The adult moth lays eggs on the upper surface of leaf just before tasseling. White eggs turn tan, and then a purplish color before hatching (Fig. 2). Tiny and protected1st instar larvae feed on their own egg shell before moving on to leaves, pollen and silk. (Fig. 3). 4th instars bore into the corn ear to feed on kernels (Fig. 4), and here’s the big difference between WBC and other worm pests (European corn borer, corn ear worm): multiple worms in one ear. Matured larvae drop to the soil surface, then burrow down to overwinter in a pre-pupa stage (Fig. 5). They complete pupation in late spring and emerge from the soil from mid-July through mid-August. The adult moths fly and mate during late July to early August.

Figure 2: Eggs are white when first laid and then turn purplish before hatching (Photo by Mike Hunter, CCE)

Figure 3: First instar Western Bean Cutworm larvae (photo by Mike Hunter, CCE)

Figure 4: Mature Western Bean Cutworm Larvae (Photo by Ken Wise, NYS IPM)

Figure 5: Soil chambers created by Western bean cutworm larvae- (Photo by Keith Waldron, NYS IPM)

Figure 6: Western Bean Cutworm Lifecycle

In 2010, we developed a WBC pheromone trap monitoring network. Each year, from late June through August, this network of CCE Educators, crop consultants and agricultural professionals place out bucket pheromone traps. A female WBC pheromone lure attracts and catches only the males. Each week they are counted and reported (along with location of the trap) to determine when scouting should occur. This, however, doesn’t determine if or when a field should be sprayed with an insecticide.

Since 2010, the population of the WBC in New York has increase exponentially. Likewise, we started with 19 volunteers and 44 traps in 29 counties, and in 2018, we had 50 volunteers and 118 traps in 45 counties.

Table 1. New York Western Bean Cutworm 2010 – 2018 Collection Data Summary*

Includes traps in field corn, sweet corn and dry beans

Average captures by trap went from 15 in 2010 to 333 in 2018. Northern NY is the hot spot for WBC—some traps had almost 3000 in a single trap.

Figure 8: Average Western Bean Cutworm Moths Caught in Traps Weekly (Includes traps in field corn, sweet corn and dry beans)

A very important aspect of managing WBC is knowing when peak flight occurs. This generally ranges from the last week in July to the first week in August. Because females prefer to lay eggs in pre-tassel corn, growers can determine when to be vigilant about scouting for WBC egg masses and small larva.

Figure 9: Average Moth Counts/Trap without Northern NY (Includes traps in field corn, sweet corn and dry beans)

The data suggests the population is beginning to build up in previously low-count areas of the state. In time, management of WBC populations will likely be needed across the state. Widespread, high WBC populations in Northern NY have resulted in insecticide treatments.

## EXERCISE OBJECTIVE
State whether each statement below agrees with the Western bean cutworm passage. Answer yes or no, and quote the passage's deciding words. 1. The lure in the pheromone traps catches only male moths. 2. The weekly trap counts determine whether a field should be sprayed with an insecticide. 3. In 2018 the monitoring network had 118 traps in 45 counties.

## DATASET CONTENT
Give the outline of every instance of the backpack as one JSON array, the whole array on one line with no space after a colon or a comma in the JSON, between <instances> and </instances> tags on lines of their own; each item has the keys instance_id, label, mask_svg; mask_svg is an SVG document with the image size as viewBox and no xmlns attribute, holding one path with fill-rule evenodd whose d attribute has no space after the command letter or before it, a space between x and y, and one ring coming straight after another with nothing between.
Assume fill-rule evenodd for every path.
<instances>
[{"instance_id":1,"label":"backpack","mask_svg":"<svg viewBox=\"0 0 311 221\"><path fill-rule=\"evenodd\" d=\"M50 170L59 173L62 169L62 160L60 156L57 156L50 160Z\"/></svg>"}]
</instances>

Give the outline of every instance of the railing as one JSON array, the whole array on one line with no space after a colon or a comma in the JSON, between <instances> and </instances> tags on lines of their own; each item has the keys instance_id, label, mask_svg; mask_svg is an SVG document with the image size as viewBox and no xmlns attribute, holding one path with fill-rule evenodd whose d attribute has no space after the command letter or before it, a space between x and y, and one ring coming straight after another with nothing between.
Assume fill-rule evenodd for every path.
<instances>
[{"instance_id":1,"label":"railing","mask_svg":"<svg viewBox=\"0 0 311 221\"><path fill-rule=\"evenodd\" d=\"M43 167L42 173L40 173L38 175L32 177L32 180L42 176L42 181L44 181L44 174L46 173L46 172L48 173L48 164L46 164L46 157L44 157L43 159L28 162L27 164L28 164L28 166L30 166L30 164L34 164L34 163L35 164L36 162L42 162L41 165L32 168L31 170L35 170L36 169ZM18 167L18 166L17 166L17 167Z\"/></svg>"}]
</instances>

## EXERCISE RESULT
1. Yes: "A female WBC pheromone lure attracts and catches only the males."
2. No: "This, however, doesn’t determine if or when a field should be sprayed with an insecticide."
3. Yes: "in 2018, we had 50 volunteers and 118 traps in 45 counties."